* [Given text]:
-.-.-

Poland's ruling camp doing its best to get EU recovery funds says leader

Poland's ruling United Right coalition has been doing everything it can to secure billions of euros in EU funding, the leader of the major coalition partner has said.
Poland is due to receive EUR 23.9 billion in grants and EUR 11.5 billion in cheap loans from the EU's post-pandemic Recovery and Resilience Facility.
But the EC has blocked Poland's access to the funding due to a rule-of-law dispute, despite the fact that the Commission has approved Poland's National Recovery Plan (KPO), which outlines how the government will spend the money.
The EC has set a number of conditions, or 'milestones,' for Poland to meet before the funding can be unblocked, one of which demands that Poland should reverse, amend or withdraw changes to the judiciary that Brussels feels threaten the rule of law.
"But it is necessary to restore the rule of law in the European Union and lay down regulations, in accordance with which, what is permitted in one country should be also permitted in all countries," Jarosław Kaczyński, the leader of the Law and Justice party (PiS), told a Polish public television and radio programme on Thursday.

-.-.-

* [Record excerpts]:
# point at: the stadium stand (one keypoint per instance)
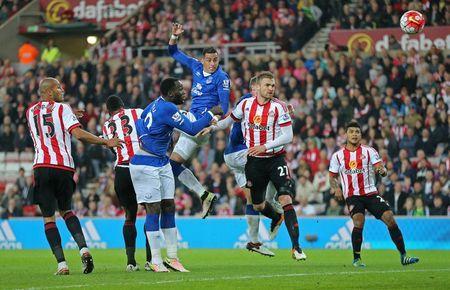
(401, 98)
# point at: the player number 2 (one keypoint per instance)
(283, 170)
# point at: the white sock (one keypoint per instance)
(84, 250)
(155, 244)
(189, 179)
(253, 227)
(170, 235)
(62, 265)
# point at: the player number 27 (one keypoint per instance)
(283, 170)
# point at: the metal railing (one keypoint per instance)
(228, 50)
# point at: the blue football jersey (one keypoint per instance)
(155, 128)
(207, 91)
(236, 141)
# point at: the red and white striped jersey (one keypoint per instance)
(262, 123)
(356, 170)
(123, 126)
(50, 125)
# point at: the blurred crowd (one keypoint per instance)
(384, 14)
(10, 7)
(401, 99)
(289, 23)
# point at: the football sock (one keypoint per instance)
(253, 223)
(169, 230)
(74, 226)
(129, 236)
(397, 238)
(148, 251)
(152, 233)
(188, 178)
(356, 242)
(54, 240)
(290, 220)
(270, 212)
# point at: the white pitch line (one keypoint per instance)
(243, 278)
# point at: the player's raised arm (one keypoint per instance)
(181, 122)
(177, 30)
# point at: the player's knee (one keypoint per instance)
(286, 192)
(153, 208)
(177, 167)
(167, 206)
(258, 207)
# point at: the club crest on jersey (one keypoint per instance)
(353, 168)
(257, 120)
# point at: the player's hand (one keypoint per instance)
(381, 170)
(114, 142)
(253, 151)
(204, 131)
(177, 29)
(78, 113)
(338, 194)
(217, 110)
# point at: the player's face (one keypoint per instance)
(267, 88)
(210, 62)
(354, 135)
(179, 95)
(57, 92)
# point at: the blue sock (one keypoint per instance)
(177, 167)
(249, 210)
(167, 220)
(151, 223)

-.-.-

* [Work item]: Carry on the article about Poland's blocked EU recovery funds, starting right after its last sentence. The records were taken from a separate source.

* [Output of the task]:
"This is a huge sum and it will surely help us," he said, referring to the recovery funds, adding that the coalition government "was doing everything it can" to get the money.
Kaczyński also said that there was "a large sphere of lawlessness in the European Union," and expressed hope that the time would come "to rebuild the rule of law" there.
"When this has happened, everything will be settled," the PiS leader continued, adding that Poland had to be in the EU and fight for this change.
"We must be patient in order to be able to change much for the better in the EU," Kaczyński said, while claiming that at the moment, Germany with its "neo-imperial" plans, and France's, to some extent, had a decisive position in the Union.
"But, in new situations, these plans will turn out no longer topical," Kaczyński concluded.